Written exercise 1:
According to the status report, what name was given to the final revision of the PCB?

This week, we have completed most of the work for the final revision of our PCB. We have also began finalizing the software running on our ESP32, allowing for NTP synchronization and removing bugs like failing to clear buffers between clips.
We are in the process of organizing the code in order to allow for integration of the individual components of the system.

Upcoming work

In the following weeks, we will need to divert much more attention to the machine learning aspects of the project, as well as to fine tune much of the signal processing algorithms in order to be more robust and effective.

Changes to schedule description

There are no major changes to the schedule.

Status Report 7

Kevin

Accomplishments

- This week I began the final revision of our PCB, named Snorlax.
- This revision has all of the header pins for I/O removed as well as all the header pins for the Vesper wake up mic removed. We decided to power the Vesper at 3.3V since this is within its capabilities and it allows us to remove a linear regulator and related peripherals. I fixed the issue from our previous board by connecting the feedback pin on the buck/boost converter to its Vout pin. Lastly I removed all the LEDs except the one for main power to save space and energy.
- Right now I am aiming to have to board fit on a 2”x1.5” board, which is smaller than our previous 2”x2.5” board. Reducing the size is important because it increases portability.
- I have also been researching ways to reduce non-stationary noise. I have mainly been looking into a technique called Power Level Difference (PLD). PLD is based on having at least two microphones. The general idea is that the signal we want to record is closer to the two microphones that sources of background noise. This means there will be a perceptible difference in power level from close audio source and background sources will have the same power level.
- The papers I am reading take the PLD concept and created Weiner filters based on the difference of power levels between the two signals.

Upcoming Work

- Next week I will be finishing the final PCB and reviewing the design. This needs to be completed in order have the PCB ready for the final demo
- I will also start looking into how to implement the PLD noise reduction algorithm if I have time after completing the PCB. This task is secondary because we can demo our project with a less noisy background if necessary. However, the better noise reduction, the more widely applicable the final device will be.

Ronit

Accomplishments

- I worked with James to support multiple clients(listening devices) in the network stack.
- I worked on reducing the power consumption of the PCB by having the board go into deep sleep mode to further reduce power consumption. In this state, the wifi antenna is powered down and the oscillator is turned off. unfortunately , this also means that the gpios are powered off.
- The mode pin on the vesper microphone has to be set high in order for it to output the digital wakeup signal.
- This means that that the PCB has to have a pullup resistor on the mode pin so that it is set high even when the processor goes to sleep.
- I tried optimizing the naive bayes approach, for decoding the substitution cipher. It now terminates 2 around 1 hour 30 mins for texts ~500 words, but this time seems to go up linearly with the amount of noise. Will have to test more.

Written exercise 2:
Return, without any changes, the lines of the records from the one containing "Where can you see the fruit" through the last line of the records, both included.

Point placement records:
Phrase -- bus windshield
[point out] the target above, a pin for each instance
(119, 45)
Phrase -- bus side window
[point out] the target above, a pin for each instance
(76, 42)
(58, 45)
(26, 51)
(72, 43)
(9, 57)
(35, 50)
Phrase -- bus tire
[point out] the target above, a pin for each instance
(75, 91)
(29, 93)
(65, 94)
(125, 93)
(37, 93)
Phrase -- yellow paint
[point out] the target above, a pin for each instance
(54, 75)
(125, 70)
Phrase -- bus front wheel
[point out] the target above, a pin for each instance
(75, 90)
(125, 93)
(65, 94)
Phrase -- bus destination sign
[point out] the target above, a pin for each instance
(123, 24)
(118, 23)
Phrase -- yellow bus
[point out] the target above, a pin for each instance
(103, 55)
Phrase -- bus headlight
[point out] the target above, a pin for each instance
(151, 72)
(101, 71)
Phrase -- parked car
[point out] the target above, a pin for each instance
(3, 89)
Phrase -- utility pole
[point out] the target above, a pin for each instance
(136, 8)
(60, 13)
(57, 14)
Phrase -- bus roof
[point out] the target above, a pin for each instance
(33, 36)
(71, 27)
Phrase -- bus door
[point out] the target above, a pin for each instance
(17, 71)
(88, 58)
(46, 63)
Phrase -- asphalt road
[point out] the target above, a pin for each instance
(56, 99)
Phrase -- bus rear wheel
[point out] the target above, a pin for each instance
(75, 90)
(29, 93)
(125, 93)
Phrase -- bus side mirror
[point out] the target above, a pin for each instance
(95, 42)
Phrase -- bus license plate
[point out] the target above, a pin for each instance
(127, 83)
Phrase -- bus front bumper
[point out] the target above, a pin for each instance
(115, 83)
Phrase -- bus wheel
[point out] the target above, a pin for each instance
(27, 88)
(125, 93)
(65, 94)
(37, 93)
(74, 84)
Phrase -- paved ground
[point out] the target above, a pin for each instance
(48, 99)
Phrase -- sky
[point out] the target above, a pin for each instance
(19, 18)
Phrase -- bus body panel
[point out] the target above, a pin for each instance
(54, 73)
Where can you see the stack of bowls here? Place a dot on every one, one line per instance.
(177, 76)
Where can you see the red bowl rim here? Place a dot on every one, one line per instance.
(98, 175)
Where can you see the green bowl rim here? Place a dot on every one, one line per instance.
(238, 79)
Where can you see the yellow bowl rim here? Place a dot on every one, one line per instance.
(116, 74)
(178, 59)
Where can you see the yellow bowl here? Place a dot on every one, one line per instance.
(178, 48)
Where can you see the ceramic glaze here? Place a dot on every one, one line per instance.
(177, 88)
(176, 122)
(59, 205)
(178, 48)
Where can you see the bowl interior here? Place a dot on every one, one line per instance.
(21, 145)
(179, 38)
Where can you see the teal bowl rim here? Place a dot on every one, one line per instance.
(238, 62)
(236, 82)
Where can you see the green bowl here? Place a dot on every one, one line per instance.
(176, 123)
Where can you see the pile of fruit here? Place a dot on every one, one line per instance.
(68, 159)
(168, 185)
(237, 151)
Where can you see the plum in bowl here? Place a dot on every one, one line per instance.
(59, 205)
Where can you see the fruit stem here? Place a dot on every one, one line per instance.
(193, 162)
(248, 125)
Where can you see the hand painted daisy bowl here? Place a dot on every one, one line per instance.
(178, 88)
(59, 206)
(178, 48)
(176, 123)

Written solution 1:
Snorlax

Written solution 2:
Where can you see the fruit stem here? Place a dot on every one, one line per instance.
(193, 162)
(248, 125)
Where can you see the hand painted daisy bowl here? Place a dot on every one, one line per instance.
(178, 88)
(59, 206)
(178, 48)
(176, 123)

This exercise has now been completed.